Work request: Transcribe the data below verbatim from the line with "the top drawer" to the line with "of the turned". Include both of those lines.
****************
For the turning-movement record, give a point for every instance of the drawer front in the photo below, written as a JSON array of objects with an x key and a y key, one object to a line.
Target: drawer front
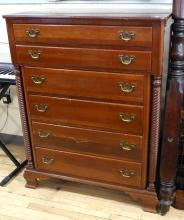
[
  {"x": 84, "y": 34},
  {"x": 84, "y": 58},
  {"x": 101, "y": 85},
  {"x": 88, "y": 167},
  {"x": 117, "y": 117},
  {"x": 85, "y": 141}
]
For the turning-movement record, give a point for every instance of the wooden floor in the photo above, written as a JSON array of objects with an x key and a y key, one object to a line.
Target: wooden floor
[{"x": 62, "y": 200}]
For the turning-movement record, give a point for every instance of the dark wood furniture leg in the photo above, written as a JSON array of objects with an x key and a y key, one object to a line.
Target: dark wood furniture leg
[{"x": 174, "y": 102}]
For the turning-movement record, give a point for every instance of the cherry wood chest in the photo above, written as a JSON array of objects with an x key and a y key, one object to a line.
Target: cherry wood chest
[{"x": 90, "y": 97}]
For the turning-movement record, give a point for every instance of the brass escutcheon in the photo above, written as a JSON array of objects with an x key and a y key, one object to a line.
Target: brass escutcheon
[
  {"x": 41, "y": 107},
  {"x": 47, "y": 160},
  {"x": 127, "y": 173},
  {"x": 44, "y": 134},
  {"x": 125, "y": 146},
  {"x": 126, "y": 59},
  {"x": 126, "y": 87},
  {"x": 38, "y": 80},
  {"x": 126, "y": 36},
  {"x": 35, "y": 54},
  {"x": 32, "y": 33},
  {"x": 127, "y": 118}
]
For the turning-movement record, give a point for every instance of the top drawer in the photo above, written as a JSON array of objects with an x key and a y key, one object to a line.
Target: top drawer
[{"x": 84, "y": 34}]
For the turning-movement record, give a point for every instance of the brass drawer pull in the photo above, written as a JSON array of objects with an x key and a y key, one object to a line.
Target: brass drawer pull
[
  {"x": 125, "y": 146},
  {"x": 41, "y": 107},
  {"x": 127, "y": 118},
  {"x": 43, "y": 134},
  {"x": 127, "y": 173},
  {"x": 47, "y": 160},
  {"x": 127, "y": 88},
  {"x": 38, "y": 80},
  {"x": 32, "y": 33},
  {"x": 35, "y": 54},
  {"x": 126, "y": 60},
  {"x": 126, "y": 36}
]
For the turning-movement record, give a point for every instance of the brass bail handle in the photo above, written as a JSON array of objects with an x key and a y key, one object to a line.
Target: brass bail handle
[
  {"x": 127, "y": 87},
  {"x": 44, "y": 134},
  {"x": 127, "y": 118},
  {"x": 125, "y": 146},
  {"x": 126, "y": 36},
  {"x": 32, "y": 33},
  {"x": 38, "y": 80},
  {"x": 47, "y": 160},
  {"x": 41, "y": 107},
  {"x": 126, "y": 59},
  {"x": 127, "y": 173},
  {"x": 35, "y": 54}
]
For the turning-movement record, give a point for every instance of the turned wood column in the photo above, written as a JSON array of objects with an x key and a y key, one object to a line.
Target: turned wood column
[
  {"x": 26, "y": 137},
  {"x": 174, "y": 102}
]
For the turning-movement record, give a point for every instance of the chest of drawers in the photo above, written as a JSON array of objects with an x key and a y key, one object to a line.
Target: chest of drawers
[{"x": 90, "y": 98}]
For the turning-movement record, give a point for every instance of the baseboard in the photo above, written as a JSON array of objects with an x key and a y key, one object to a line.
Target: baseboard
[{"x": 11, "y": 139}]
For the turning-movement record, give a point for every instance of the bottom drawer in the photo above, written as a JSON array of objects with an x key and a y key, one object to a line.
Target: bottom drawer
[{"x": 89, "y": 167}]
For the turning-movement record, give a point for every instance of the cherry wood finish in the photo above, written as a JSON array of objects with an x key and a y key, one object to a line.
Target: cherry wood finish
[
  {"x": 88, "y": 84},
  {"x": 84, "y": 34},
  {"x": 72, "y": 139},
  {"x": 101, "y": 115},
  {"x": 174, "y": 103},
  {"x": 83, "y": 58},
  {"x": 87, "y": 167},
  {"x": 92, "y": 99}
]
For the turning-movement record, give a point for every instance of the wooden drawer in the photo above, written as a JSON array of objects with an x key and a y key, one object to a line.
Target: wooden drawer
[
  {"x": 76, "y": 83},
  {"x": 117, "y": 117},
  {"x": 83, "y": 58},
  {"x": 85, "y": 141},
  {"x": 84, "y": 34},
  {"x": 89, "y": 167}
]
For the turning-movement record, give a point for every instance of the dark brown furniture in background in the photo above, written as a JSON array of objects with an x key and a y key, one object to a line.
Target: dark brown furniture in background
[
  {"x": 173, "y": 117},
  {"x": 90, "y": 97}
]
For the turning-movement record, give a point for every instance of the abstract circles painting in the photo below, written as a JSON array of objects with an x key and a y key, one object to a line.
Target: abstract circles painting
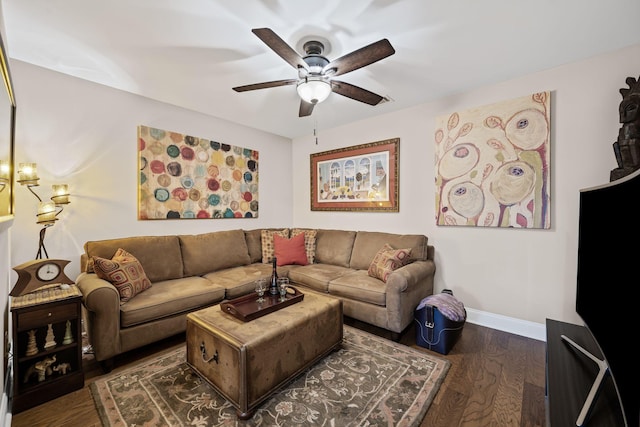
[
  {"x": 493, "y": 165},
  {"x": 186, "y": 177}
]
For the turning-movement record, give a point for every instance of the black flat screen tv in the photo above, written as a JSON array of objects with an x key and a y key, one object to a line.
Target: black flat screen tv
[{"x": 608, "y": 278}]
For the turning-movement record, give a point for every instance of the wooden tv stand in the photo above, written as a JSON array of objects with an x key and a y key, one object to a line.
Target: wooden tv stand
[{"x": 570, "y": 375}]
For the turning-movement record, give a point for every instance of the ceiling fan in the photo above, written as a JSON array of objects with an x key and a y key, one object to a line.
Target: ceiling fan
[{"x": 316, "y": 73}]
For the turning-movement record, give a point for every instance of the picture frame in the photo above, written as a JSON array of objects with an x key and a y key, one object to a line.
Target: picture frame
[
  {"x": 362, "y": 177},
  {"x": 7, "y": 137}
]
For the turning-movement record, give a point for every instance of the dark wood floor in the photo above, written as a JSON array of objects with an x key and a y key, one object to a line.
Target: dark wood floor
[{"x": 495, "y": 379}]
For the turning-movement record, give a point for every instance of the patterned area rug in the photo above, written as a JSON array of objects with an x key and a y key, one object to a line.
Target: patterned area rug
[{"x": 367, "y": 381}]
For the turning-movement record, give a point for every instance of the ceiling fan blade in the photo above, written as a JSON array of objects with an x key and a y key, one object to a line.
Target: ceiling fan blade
****************
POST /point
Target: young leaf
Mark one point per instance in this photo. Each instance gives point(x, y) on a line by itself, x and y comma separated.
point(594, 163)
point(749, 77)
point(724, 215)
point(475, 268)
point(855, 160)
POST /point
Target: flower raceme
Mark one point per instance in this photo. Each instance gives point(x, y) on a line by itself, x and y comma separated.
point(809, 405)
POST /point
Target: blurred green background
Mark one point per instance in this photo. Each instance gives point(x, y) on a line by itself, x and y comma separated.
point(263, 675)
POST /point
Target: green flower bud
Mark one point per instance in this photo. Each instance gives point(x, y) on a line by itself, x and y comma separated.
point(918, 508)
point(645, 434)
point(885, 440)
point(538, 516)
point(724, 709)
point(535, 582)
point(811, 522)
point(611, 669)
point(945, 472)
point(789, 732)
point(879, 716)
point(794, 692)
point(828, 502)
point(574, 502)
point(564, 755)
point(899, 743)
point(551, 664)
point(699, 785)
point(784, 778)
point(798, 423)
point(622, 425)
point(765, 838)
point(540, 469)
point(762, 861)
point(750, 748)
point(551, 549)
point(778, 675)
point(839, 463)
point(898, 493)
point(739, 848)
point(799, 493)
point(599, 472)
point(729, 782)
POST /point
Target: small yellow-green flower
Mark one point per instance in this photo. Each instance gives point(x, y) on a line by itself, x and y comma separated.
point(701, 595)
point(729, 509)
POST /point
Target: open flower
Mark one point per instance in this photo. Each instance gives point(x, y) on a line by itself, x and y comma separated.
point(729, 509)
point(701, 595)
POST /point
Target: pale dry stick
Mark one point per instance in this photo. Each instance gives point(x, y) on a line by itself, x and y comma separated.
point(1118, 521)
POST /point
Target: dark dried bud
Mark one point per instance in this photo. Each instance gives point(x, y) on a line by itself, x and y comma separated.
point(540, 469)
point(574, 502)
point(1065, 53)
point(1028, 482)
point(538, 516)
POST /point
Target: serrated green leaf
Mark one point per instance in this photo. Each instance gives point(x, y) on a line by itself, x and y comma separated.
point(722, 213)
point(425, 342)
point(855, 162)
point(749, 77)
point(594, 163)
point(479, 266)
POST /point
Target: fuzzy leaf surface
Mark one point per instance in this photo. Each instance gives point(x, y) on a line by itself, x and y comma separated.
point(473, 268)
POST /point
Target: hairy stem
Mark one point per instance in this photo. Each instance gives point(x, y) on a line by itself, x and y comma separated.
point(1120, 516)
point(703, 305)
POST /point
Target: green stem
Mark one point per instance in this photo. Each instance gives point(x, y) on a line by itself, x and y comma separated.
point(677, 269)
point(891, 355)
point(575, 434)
****************
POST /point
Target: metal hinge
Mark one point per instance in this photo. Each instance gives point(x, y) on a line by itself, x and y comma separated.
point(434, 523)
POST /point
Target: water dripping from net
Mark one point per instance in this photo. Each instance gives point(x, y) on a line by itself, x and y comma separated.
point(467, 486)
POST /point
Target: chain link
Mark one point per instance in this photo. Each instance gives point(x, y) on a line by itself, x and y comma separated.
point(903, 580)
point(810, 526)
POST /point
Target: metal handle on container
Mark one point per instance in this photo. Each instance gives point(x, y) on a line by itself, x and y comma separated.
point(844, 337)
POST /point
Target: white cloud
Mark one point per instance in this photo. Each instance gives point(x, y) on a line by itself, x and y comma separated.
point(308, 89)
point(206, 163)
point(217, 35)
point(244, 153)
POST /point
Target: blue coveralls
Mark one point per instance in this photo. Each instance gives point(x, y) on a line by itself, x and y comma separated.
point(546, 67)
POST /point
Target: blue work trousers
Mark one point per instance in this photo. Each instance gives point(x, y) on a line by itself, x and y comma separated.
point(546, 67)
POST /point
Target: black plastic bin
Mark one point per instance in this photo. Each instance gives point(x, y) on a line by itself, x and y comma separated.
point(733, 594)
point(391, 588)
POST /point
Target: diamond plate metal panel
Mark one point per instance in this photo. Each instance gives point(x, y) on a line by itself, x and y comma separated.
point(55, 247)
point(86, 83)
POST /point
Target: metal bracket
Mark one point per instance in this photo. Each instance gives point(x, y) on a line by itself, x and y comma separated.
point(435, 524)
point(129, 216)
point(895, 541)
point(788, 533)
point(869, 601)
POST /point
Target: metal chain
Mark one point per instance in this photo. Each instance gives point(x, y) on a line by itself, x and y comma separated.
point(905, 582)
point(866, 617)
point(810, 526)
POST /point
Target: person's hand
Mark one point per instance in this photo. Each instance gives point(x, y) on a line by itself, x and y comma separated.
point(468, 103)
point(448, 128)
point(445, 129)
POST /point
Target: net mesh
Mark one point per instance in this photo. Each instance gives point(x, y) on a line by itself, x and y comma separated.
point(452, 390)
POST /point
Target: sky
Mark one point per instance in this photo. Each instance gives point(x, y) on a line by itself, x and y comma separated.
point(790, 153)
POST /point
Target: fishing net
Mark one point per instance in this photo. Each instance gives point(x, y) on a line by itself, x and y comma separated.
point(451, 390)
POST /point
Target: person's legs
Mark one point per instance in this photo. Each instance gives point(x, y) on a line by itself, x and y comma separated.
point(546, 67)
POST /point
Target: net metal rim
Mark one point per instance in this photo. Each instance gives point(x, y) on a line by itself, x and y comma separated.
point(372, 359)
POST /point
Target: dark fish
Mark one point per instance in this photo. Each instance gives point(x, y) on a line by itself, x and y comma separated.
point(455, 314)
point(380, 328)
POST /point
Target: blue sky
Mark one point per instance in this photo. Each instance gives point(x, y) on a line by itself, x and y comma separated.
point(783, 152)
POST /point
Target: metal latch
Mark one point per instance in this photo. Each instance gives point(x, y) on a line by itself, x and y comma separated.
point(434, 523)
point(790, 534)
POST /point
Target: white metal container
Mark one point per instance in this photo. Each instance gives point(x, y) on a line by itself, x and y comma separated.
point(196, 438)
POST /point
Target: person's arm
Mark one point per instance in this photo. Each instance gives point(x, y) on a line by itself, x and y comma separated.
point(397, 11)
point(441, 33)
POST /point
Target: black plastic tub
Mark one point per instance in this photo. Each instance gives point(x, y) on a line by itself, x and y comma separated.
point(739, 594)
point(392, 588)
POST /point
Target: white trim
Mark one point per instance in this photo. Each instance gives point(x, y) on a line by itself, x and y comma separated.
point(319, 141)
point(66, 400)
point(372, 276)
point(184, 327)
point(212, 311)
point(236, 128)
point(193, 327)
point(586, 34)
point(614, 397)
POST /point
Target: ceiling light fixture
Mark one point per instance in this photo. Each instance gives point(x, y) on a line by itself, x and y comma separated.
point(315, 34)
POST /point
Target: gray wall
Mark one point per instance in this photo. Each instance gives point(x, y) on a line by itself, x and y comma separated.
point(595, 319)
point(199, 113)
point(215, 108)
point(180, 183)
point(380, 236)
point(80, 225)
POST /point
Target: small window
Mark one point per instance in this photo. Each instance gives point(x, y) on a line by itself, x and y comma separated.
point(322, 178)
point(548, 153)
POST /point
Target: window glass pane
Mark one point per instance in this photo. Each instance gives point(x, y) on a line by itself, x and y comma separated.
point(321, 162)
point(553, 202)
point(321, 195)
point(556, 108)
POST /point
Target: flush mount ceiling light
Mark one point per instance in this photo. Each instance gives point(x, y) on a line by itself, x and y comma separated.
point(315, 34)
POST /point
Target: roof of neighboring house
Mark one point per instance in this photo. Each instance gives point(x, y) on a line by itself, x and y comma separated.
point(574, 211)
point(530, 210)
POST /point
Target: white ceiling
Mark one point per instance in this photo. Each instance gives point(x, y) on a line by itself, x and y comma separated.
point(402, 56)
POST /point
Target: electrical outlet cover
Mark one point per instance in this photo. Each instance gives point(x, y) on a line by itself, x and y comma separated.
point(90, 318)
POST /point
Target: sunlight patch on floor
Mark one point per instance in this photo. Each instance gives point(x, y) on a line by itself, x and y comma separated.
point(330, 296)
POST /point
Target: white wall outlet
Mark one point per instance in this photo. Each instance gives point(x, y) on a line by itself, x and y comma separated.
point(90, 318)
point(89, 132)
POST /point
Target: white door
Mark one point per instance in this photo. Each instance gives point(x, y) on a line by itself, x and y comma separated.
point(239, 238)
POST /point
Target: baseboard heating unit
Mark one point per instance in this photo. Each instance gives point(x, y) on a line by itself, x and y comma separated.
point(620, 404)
****************
Result below:
For the turning-movement record, give a point for every instance of the top drawer in the photo above, written as a JSON array of objects with an x key and a y key, one object to a line.
Target: top drawer
[{"x": 84, "y": 34}]
For the turning-movement record, give a point for every instance of the brass drawer pull in the photo above, written as a JSON array of objects with an x key and a y key, one object to a line.
Target: brass drawer pull
[
  {"x": 125, "y": 146},
  {"x": 41, "y": 107},
  {"x": 127, "y": 118},
  {"x": 43, "y": 134},
  {"x": 127, "y": 173},
  {"x": 47, "y": 160},
  {"x": 127, "y": 88},
  {"x": 38, "y": 80},
  {"x": 32, "y": 33},
  {"x": 35, "y": 54},
  {"x": 126, "y": 60},
  {"x": 126, "y": 36}
]
For the turning-movement record, give a point for every instance of the brass bail handle in the photo above, written as a JSON array of objects with an x key and a y key, one object to a line.
Target: brass bail handle
[
  {"x": 127, "y": 87},
  {"x": 44, "y": 134},
  {"x": 127, "y": 118},
  {"x": 125, "y": 146},
  {"x": 126, "y": 36},
  {"x": 32, "y": 33},
  {"x": 38, "y": 80},
  {"x": 47, "y": 160},
  {"x": 41, "y": 107},
  {"x": 126, "y": 59},
  {"x": 127, "y": 173},
  {"x": 35, "y": 54}
]
For the turning-movement record, give a point for every instance of the turned wood column in the photo above, written as a JSON array of objects with an x key and a y key, one object to a line.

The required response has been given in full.